Kingston University attained full University Status a mere 10 years ago but has really thrived in terms of student popularity and spreading campus buildings – it looks as though former empty office blocks have very usefully been taken over by different faculties. The other landmarks on this trip are Surrey County Hall and the Crown Court, which we had ample time to admire as the traffic slowed on our approach to the Surbiton roundabouts. Also the excellent roundabout art for which see the K1.

It was here that this route became a true ‘letter bus; namely serving the hinterland of areas already well served by number routes.   Thus it was, or more biblically and ‘then it came to pass’, that the bus turned up Surbiton Crescent just by Mr Marx’s hairdressing salon. I was rather puzzled as I do not associate the original Communist thinker with personal grooming but Jo reminded me the Marx brothers were famous for their hair amongst other things.

------

◆ PARTS OF THE EXERCISE:
(a) List every named place or building that the bus route passage mentions.
(b) Write a continuation of the bus route passage that picks up after its final sentence.

------

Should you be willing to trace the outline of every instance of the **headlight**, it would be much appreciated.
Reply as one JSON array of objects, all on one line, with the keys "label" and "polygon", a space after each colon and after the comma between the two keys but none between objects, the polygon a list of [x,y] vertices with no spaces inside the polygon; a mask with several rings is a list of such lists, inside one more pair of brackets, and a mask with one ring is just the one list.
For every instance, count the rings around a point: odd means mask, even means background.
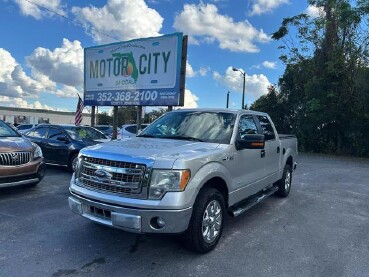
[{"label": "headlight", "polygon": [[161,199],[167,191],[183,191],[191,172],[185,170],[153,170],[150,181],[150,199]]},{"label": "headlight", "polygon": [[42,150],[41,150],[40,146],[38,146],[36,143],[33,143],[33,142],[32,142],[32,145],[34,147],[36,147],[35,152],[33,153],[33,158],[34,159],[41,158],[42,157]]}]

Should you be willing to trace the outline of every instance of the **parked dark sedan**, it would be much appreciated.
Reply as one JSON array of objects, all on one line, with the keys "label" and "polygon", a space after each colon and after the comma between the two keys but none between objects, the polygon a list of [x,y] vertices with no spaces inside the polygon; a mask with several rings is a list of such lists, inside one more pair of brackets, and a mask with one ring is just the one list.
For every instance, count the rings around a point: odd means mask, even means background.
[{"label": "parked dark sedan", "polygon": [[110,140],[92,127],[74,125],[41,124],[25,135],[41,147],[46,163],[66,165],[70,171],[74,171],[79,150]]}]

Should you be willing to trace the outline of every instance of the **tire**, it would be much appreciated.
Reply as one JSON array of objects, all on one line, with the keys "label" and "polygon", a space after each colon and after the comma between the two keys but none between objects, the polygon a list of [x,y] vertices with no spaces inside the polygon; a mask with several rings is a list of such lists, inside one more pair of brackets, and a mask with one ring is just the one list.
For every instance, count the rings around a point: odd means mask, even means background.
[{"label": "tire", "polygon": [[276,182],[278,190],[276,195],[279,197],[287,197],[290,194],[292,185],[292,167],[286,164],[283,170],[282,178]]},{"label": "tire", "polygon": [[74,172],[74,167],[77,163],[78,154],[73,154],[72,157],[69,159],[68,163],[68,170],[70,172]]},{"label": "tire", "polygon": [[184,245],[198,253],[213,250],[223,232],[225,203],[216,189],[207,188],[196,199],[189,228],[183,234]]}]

------

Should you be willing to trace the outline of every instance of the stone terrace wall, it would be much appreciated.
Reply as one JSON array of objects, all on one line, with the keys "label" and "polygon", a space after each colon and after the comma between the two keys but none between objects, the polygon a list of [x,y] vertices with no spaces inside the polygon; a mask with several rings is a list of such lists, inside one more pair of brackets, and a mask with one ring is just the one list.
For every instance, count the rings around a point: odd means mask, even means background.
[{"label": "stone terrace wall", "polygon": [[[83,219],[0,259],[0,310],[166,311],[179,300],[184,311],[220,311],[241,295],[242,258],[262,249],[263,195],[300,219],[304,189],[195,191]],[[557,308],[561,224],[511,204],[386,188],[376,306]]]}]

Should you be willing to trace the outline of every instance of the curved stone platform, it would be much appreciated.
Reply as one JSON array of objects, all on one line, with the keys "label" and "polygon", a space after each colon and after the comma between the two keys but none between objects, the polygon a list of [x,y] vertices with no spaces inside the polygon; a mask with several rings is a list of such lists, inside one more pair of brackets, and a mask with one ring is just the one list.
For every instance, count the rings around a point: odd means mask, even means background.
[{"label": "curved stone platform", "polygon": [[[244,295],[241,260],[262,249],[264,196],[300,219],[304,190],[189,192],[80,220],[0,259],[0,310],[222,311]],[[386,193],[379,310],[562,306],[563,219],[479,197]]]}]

------

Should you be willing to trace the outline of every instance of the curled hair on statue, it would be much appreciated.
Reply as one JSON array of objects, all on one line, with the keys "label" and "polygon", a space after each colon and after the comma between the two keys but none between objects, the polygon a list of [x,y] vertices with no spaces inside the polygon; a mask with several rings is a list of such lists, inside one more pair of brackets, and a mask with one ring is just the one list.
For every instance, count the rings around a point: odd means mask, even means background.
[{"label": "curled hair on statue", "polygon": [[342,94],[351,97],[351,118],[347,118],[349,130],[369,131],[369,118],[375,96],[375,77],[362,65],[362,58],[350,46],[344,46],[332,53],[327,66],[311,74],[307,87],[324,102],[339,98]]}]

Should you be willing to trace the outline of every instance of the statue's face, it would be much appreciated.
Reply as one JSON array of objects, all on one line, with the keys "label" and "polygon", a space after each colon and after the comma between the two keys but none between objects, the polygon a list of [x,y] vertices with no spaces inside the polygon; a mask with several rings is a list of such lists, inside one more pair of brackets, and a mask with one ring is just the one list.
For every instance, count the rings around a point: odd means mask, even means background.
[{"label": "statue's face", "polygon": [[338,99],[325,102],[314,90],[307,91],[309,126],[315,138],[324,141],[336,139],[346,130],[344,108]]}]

------

◆ ANSWERS FOR THE TASKS:
(a) Kingston University, Surrey County Hall, the Crown Court, the Surbiton roundabouts, Surbiton Crescent, Mr Marx's hairdressing salon

(b)
After the rather grander roads called ‘The Ridings’ where some spacious front gardens remained – we had a little spat about the relative virtues of choisiya bushes – it was all very much residential streets and then arriving in the smaller more concentrated homes of Berrylands, which sounds like the kind of name property developers would think up after too many drinks on a Friday night – however  it is all quite genuine and named, as so often on these outer London trips, for a farm which once stood here. They have a station on a more major route than you might expect and there is a small parade of shops, the first since Surbiton’s thriving centre, and the now defunct ‘Berry ‘pub.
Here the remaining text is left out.